** Source data follows **
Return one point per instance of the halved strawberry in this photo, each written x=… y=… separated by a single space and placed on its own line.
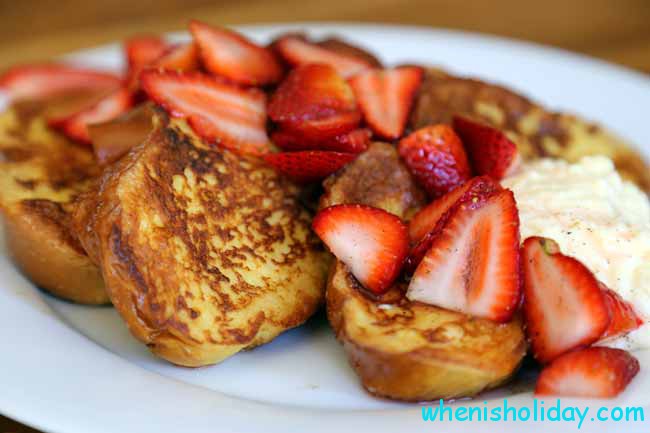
x=141 y=51
x=309 y=165
x=231 y=55
x=371 y=242
x=426 y=219
x=432 y=218
x=564 y=306
x=436 y=158
x=44 y=80
x=219 y=112
x=386 y=96
x=623 y=317
x=181 y=57
x=597 y=372
x=314 y=102
x=355 y=141
x=472 y=265
x=489 y=150
x=75 y=126
x=297 y=52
** End of Source data **
Strip out the pictures and quote the remaining data word for word.

Response to the exercise:
Return one point per instance of the halved strawberry in this photo, each written x=… y=… separated by a single space and placed on its own line.
x=141 y=51
x=309 y=165
x=231 y=55
x=371 y=242
x=426 y=219
x=432 y=218
x=564 y=306
x=436 y=158
x=44 y=80
x=219 y=112
x=386 y=96
x=623 y=317
x=181 y=57
x=597 y=372
x=314 y=102
x=355 y=141
x=472 y=265
x=489 y=150
x=75 y=126
x=297 y=52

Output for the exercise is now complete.